**EXTRACTED MATERIAL:**
BEGIN
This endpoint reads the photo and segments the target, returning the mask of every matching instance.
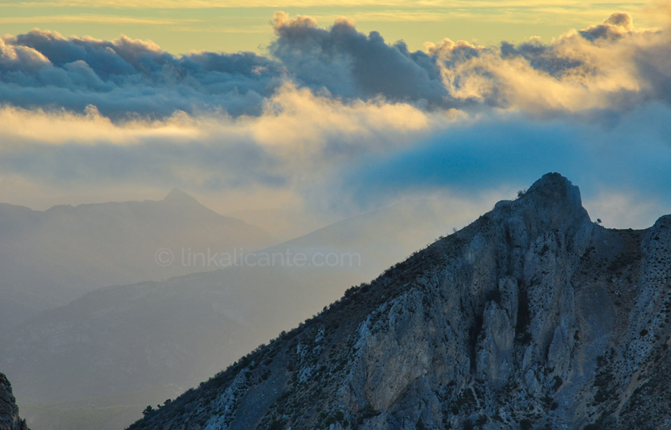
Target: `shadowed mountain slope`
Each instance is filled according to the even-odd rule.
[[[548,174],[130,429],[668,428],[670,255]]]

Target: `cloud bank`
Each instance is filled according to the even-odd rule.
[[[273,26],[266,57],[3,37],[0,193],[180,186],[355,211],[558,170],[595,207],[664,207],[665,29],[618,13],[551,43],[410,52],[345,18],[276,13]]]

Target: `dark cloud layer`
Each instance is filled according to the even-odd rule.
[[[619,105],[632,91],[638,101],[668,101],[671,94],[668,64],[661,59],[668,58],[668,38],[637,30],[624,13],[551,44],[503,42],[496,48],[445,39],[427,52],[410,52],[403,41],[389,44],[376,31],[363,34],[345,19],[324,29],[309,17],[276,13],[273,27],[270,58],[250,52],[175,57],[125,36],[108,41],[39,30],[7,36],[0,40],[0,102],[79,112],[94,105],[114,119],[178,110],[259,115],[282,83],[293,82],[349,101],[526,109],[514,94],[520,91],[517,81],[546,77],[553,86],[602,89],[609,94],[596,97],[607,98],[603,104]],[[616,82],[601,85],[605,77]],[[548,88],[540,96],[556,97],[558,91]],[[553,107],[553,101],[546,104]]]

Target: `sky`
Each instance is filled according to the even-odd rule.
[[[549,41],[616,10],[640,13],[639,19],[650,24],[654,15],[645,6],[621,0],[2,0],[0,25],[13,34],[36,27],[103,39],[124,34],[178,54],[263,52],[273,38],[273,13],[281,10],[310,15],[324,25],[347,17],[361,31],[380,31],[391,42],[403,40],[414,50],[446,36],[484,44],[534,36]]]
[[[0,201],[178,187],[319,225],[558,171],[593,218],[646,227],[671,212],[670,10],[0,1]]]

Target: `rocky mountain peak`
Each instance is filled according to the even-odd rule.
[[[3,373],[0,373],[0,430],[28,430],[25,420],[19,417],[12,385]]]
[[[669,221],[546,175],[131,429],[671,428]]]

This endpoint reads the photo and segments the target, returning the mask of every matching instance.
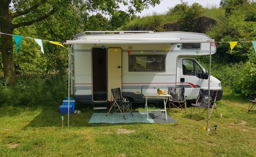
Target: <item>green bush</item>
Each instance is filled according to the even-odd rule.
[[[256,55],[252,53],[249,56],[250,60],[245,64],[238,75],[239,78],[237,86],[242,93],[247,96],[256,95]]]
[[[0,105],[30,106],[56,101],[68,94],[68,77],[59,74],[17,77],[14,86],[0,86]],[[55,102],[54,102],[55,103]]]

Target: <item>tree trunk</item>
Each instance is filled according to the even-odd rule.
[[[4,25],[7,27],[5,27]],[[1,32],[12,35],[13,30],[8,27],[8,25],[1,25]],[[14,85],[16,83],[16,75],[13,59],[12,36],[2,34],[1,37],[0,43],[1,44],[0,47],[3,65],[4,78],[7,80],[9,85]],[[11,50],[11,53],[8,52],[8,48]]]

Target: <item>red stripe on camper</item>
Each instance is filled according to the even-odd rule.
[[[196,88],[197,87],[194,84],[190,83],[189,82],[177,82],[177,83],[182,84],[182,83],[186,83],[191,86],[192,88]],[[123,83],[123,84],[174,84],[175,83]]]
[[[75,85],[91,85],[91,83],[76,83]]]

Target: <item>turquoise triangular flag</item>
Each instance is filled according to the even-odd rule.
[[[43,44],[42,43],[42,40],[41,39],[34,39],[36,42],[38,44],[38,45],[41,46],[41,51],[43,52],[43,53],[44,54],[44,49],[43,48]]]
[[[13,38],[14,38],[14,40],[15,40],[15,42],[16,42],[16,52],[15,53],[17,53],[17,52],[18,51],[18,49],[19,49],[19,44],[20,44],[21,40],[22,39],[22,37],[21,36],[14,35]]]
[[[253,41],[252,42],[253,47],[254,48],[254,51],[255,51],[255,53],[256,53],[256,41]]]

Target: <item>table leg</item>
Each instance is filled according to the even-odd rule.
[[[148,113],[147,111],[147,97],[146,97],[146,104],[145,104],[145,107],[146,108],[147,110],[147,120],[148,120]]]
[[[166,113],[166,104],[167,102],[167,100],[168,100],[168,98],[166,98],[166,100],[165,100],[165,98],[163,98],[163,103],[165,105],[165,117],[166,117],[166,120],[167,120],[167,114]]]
END
**REQUIREMENT:** Reproduce every row above word for word, without the pictures.

**WORKED SOLUTION:**
This endpoint reads the photo and segments the target, returning the mask of every matching instance.
Target: `shadowed mountain slope`
Each instance is filled according to the even-odd rule.
[[[548,174],[130,429],[668,428],[670,255]]]

Target: `cloud bank`
Each instance is filled according to the even-odd rule.
[[[273,26],[266,57],[3,37],[0,193],[180,186],[355,211],[558,170],[595,207],[664,207],[665,29],[618,13],[551,43],[410,52],[345,18],[276,13]]]

Target: `dark cloud layer`
Each instance is filled according to the even-odd rule.
[[[619,105],[632,91],[638,101],[668,101],[671,94],[668,64],[661,59],[668,58],[668,38],[637,30],[624,13],[551,44],[503,42],[496,48],[445,39],[427,52],[410,52],[403,41],[389,44],[376,31],[363,34],[345,19],[324,29],[309,17],[276,13],[273,27],[270,58],[250,52],[175,57],[125,36],[108,41],[39,30],[7,36],[0,40],[0,102],[79,112],[94,105],[114,119],[178,110],[259,115],[282,83],[293,82],[349,101],[526,109],[514,94],[520,91],[517,81],[546,77],[553,86],[602,89],[609,94],[596,97],[607,98],[603,104]],[[616,82],[601,85],[605,77]],[[548,88],[540,96],[556,97],[558,91]],[[553,107],[553,101],[546,104]]]

Target: `sky`
Each instance is filled according to the even-odd rule.
[[[549,41],[616,10],[640,13],[639,19],[650,24],[654,15],[645,6],[621,0],[2,0],[0,25],[13,34],[36,27],[103,39],[124,34],[178,54],[263,52],[273,38],[273,13],[281,10],[310,15],[324,25],[347,17],[361,31],[380,31],[391,42],[403,40],[414,50],[446,36],[484,44],[534,36]]]
[[[0,201],[178,187],[319,225],[558,171],[593,218],[646,227],[671,212],[670,10],[0,1]]]

Target: `rocky mountain peak`
Each instance is filled according to the even-odd rule.
[[[3,373],[0,373],[0,430],[28,430],[25,420],[19,417],[12,385]]]
[[[669,221],[546,175],[131,429],[671,428]]]

This endpoint reads the photo and segments the target, returning the mask of every matching instance.
Target: <item>green bush</item>
Each instance is filled according to the even-odd rule.
[[[256,55],[252,53],[249,56],[250,60],[245,64],[238,75],[239,78],[237,86],[242,93],[247,96],[256,95]]]
[[[0,105],[30,106],[56,101],[68,94],[68,77],[59,74],[17,77],[14,86],[0,86]],[[55,102],[54,102],[55,103]]]

Target: <item>tree trunk</item>
Each instance is filled according to the even-odd rule.
[[[4,25],[7,27],[5,27]],[[1,32],[12,35],[13,30],[8,27],[8,25],[1,25]],[[14,85],[16,83],[16,75],[13,59],[12,36],[2,34],[1,37],[0,43],[1,44],[0,47],[3,65],[4,78],[7,80],[9,85]],[[11,50],[11,53],[8,52],[8,48]]]

Target: <item>red stripe on camper</item>
Each instance is filled according to the even-odd rule.
[[[196,88],[197,87],[194,84],[190,83],[189,82],[177,82],[177,83],[182,84],[182,83],[186,83],[191,86],[192,88]],[[123,83],[123,84],[174,84],[175,83]]]
[[[75,85],[91,85],[91,83],[76,83]]]

Target: <item>turquoise triangular flag</item>
Each instance is filled according to the even-odd rule.
[[[43,44],[42,43],[42,40],[41,39],[34,39],[36,42],[38,44],[38,45],[41,46],[41,51],[43,52],[43,53],[44,54],[44,49],[43,48]]]
[[[13,38],[14,38],[14,40],[15,40],[15,42],[16,42],[16,52],[15,53],[17,53],[17,52],[18,51],[18,49],[19,49],[19,44],[20,44],[21,40],[22,39],[22,37],[21,36],[14,35]]]
[[[253,41],[252,42],[253,47],[254,48],[254,51],[255,51],[255,53],[256,53],[256,41]]]

Target: <item>table leg</item>
Each instance is filled according to the even-odd rule.
[[[148,113],[147,111],[147,97],[146,97],[146,104],[145,104],[145,107],[146,108],[147,110],[147,120],[148,120]]]
[[[166,113],[166,104],[167,102],[167,100],[168,100],[168,98],[166,98],[166,100],[165,100],[165,98],[163,98],[163,103],[165,105],[165,117],[166,117],[166,120],[167,120],[167,114]]]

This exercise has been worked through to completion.